Exercise description =
Reproduce word for word the part of the changeable mantleslug text running from "- Authority: (Hubricht, 1951)" down to "the family Philomycidae.".

Supplied passage =
BEGIN
Scientific classification
- Kingdom: Animalia
- Phylum: Mollusca
- Class: Gastropoda
- Order: Stylommatophora
- Family: Philomycidae
- Genus: Megapallifera
- Species: M. mutabilis
- Binomial name: Megapallifera mutabilis (Hubricht, 1951)
- Synonyms: Pallifera mutabilis Hubricht, 1951;

= Megapallifera mutabilis =

- Authority: (Hubricht, 1951)
- Conservation status: G5

Species of gastropod

Megapallifera mutabilis, common name the changeable mantleslug, is a species of air-breathing land slug, a terrestrial pulmonate gastropod mollusk in the family Philomycidae.

==Description==
This slug is called a Mantleslug because the mantle covers the entire body, like the other slugs of its family Philomycidae. Like other slugs in the genus Megapallifera, it is not one of the gastropod species which uses love darts.

==Distribution==
Native to and found throughout eastern North America, from Ontario, Canada at the most north, down to the Gulf Coast of the United States east of Texas at the most southern The species is ranked by NatureServe as critically imperiled in Ontario, vulnerable in Pennsylvania and Kentucky, and apparently secure in Virginia, North Carolina and Tennessee. It is present in but has no ranking in the U.S. states of New York, West Virginia, South Carolina, Ohio, Indiana, Delaware, Maryland, Georgia, Alabama, Mississippi, Louisiana, Arkansas, Missouri, Illinois, Iowa and Texas.
END
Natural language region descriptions
BEGIN
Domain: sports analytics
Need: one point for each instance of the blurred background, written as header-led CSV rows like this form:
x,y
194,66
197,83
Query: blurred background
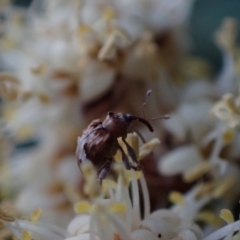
x,y
66,63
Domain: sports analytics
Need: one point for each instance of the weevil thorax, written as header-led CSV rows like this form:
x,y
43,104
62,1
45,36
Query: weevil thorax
x,y
118,123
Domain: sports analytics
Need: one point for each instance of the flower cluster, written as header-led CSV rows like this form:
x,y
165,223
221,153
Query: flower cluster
x,y
65,63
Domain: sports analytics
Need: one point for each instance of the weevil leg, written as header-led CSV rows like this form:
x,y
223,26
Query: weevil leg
x,y
132,155
127,163
104,170
131,151
125,159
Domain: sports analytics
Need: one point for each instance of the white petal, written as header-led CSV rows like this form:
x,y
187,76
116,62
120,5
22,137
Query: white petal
x,y
179,160
186,235
79,225
82,237
96,80
142,234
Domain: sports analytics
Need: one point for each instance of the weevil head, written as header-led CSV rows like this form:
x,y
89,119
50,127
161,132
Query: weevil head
x,y
118,123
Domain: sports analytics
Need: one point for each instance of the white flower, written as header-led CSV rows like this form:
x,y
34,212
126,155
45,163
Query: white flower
x,y
180,160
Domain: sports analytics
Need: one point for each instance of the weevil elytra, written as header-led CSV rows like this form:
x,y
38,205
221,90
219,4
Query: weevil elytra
x,y
99,143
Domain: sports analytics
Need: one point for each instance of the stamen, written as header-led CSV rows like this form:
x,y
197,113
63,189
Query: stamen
x,y
136,201
6,216
208,217
224,186
148,148
117,207
26,235
176,197
227,216
197,172
146,199
36,214
82,207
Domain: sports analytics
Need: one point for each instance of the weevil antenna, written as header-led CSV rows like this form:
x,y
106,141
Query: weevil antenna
x,y
145,103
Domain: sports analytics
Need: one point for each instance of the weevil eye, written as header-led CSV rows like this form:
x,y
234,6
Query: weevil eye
x,y
110,114
128,118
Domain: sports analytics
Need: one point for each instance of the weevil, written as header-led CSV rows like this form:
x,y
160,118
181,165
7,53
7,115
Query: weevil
x,y
99,143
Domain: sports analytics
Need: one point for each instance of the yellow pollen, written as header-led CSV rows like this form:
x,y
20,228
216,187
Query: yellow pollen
x,y
9,43
26,235
108,183
197,172
108,13
83,29
205,188
24,132
176,197
6,216
228,136
40,69
227,216
8,114
117,208
224,186
148,148
138,175
230,103
82,207
44,98
36,214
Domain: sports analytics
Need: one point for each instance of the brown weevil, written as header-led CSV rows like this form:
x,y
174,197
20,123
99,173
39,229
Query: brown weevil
x,y
99,143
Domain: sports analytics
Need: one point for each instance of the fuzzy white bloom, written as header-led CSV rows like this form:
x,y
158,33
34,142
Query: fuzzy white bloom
x,y
190,120
180,160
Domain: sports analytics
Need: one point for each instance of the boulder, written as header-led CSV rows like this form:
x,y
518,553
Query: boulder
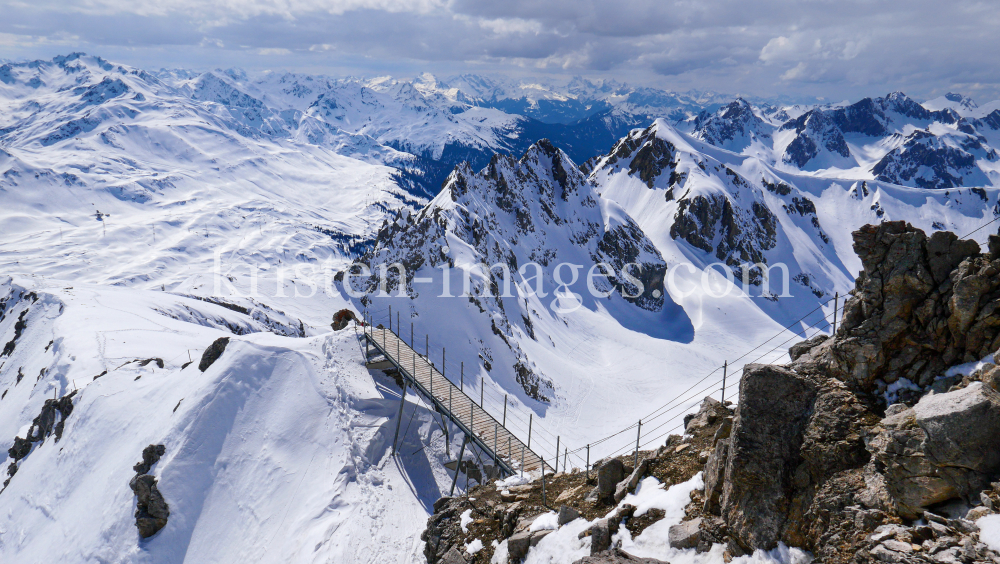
x,y
453,556
616,556
20,449
764,453
994,246
942,448
537,536
991,378
151,509
600,535
212,353
608,476
629,484
518,545
687,534
342,318
920,305
566,514
804,347
707,415
714,473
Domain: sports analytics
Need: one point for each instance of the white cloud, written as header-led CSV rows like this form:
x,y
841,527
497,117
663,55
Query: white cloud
x,y
836,49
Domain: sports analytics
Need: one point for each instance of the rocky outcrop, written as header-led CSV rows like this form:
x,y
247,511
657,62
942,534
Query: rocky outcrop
x,y
50,420
921,305
617,556
212,353
151,510
945,447
342,318
815,460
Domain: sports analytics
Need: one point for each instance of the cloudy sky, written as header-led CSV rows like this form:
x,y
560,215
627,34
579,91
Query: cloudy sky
x,y
836,49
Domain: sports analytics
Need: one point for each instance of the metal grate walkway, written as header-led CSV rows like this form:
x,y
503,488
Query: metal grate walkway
x,y
483,429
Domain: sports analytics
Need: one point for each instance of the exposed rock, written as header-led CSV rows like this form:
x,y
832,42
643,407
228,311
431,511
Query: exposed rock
x,y
943,448
764,452
921,304
20,449
616,556
991,378
342,318
805,346
150,456
707,415
453,556
151,511
687,534
609,474
629,484
600,535
212,353
566,514
518,545
715,470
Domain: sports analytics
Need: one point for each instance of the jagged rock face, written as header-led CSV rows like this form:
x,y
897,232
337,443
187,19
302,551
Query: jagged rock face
x,y
151,511
540,209
921,304
734,127
942,448
648,156
781,454
735,234
815,131
925,160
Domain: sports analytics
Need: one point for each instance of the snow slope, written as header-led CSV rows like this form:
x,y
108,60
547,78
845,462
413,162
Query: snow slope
x,y
276,453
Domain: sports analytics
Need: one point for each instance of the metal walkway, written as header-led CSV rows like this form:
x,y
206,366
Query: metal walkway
x,y
481,428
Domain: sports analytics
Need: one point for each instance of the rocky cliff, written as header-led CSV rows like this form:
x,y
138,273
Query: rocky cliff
x,y
876,445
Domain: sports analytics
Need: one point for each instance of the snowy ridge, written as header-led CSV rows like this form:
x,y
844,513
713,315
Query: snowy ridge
x,y
892,138
286,436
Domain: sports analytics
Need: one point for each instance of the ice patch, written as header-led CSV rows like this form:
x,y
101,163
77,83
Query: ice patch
x,y
650,494
562,546
989,531
546,521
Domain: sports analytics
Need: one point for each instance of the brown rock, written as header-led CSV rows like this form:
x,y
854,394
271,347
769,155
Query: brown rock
x,y
617,556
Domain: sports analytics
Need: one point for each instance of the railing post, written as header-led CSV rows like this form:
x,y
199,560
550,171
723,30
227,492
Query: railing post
x,y
556,469
399,418
458,466
725,368
836,299
637,436
530,417
544,503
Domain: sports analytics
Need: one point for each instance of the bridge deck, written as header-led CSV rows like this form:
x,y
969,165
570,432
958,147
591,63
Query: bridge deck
x,y
488,433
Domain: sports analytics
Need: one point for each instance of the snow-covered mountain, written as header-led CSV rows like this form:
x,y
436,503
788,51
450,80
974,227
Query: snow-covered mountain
x,y
144,216
946,143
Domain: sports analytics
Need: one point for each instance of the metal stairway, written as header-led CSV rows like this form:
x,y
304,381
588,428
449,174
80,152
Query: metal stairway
x,y
392,354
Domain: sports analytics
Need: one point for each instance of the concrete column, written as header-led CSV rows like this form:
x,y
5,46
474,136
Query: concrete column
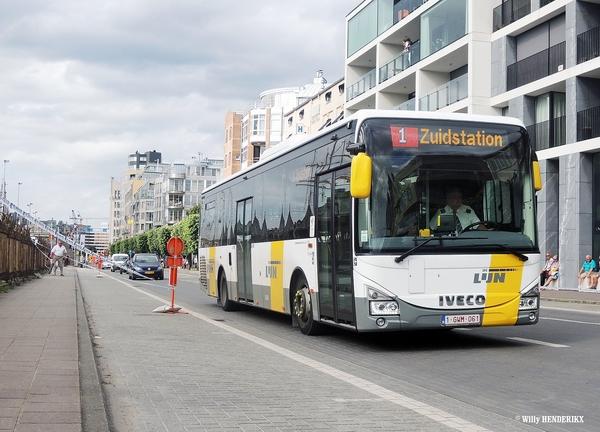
x,y
575,215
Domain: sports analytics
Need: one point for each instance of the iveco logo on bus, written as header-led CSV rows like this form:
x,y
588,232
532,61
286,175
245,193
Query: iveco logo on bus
x,y
462,300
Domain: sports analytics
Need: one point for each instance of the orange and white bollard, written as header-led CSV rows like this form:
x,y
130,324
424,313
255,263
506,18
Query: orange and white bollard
x,y
99,267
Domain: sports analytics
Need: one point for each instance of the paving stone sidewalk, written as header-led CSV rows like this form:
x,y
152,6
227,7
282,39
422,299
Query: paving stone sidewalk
x,y
207,379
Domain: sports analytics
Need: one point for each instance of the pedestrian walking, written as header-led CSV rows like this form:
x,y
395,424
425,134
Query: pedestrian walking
x,y
545,272
58,255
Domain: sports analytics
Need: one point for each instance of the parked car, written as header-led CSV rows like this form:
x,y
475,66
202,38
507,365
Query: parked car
x,y
145,264
118,262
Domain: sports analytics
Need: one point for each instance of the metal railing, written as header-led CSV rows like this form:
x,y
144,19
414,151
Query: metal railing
x,y
364,83
401,62
548,134
405,7
588,123
536,66
409,105
588,45
509,12
446,94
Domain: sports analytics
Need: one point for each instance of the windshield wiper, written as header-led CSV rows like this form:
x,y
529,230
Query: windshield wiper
x,y
410,251
405,255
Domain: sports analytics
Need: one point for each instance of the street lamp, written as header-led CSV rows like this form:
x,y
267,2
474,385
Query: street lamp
x,y
4,179
18,192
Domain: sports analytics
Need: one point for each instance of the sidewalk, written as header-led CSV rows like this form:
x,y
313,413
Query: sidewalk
x,y
49,380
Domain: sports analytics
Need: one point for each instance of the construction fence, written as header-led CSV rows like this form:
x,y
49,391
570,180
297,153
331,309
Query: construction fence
x,y
20,256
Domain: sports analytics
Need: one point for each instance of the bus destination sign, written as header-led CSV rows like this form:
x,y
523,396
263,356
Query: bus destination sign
x,y
413,137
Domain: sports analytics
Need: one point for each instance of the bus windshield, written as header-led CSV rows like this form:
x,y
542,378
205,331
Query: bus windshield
x,y
447,186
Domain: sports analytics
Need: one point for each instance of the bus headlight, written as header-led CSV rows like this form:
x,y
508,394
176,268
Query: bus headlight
x,y
389,307
527,303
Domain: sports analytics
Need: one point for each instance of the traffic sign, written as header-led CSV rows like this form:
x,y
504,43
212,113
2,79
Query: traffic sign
x,y
174,246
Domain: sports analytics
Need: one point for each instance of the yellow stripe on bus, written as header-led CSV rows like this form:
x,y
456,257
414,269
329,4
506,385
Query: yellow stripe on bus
x,y
212,276
276,277
502,295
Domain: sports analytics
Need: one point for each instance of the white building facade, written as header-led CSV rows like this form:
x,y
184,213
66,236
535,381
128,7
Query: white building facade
x,y
537,60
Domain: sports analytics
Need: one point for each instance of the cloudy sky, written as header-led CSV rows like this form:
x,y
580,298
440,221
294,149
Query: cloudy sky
x,y
85,83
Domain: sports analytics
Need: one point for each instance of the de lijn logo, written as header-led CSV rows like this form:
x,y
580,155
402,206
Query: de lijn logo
x,y
491,276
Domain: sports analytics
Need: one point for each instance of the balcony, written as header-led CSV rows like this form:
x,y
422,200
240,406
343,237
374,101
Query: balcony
x,y
446,94
364,83
588,123
405,7
548,134
409,105
535,67
401,62
509,12
588,45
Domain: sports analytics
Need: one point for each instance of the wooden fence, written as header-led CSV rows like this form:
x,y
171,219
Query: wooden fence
x,y
19,256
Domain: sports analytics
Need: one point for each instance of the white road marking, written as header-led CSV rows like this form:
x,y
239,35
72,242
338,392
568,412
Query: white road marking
x,y
571,321
424,409
539,342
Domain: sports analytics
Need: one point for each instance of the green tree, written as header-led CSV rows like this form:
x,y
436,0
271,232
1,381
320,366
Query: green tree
x,y
141,243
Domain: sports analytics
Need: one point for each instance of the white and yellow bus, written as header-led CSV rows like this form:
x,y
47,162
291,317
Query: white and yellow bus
x,y
350,227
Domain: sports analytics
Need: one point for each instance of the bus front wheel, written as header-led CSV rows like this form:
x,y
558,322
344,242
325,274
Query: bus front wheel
x,y
227,304
303,309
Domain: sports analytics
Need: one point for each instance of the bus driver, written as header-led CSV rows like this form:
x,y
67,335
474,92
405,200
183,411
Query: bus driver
x,y
463,214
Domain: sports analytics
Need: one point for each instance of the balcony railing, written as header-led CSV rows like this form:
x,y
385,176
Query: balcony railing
x,y
509,12
401,62
535,67
548,134
364,83
409,105
446,94
588,45
588,123
405,7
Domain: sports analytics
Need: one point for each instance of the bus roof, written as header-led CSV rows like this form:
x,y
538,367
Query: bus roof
x,y
360,116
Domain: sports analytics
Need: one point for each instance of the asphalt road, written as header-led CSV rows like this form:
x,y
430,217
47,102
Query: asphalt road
x,y
530,373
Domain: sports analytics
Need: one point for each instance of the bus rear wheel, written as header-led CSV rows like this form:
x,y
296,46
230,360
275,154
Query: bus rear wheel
x,y
303,309
227,304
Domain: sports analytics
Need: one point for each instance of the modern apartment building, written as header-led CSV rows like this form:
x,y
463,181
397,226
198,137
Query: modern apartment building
x,y
537,60
179,188
158,194
321,110
261,124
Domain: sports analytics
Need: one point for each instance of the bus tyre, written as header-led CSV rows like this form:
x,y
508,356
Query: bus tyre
x,y
303,309
227,304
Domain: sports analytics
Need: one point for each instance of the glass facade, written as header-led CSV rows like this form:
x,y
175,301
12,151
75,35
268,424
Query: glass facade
x,y
442,25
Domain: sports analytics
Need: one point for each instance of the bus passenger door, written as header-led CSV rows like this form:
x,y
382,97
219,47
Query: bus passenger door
x,y
243,226
336,296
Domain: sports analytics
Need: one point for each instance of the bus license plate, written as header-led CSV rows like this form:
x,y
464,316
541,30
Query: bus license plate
x,y
461,320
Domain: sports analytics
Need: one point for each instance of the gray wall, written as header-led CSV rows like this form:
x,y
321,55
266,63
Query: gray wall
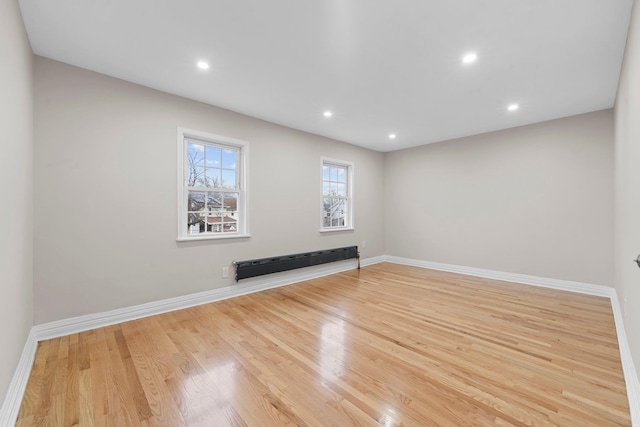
x,y
16,188
627,187
533,200
105,194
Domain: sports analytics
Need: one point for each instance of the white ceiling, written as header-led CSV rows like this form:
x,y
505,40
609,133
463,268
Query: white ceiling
x,y
380,66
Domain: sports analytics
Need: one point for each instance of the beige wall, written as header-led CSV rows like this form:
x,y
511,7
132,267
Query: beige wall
x,y
16,188
105,198
627,187
533,200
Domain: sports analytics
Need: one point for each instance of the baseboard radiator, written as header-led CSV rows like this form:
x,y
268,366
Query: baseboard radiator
x,y
259,267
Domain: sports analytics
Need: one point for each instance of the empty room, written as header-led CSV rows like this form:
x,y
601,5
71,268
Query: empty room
END
Solution =
- Authority: (Hubricht, 1951)
- Conservation status: G5

Species of gastropod

Megapallifera mutabilis, common name the changeable mantleslug, is a species of air-breathing land slug, a terrestrial pulmonate gastropod mollusk in the family Philomycidae.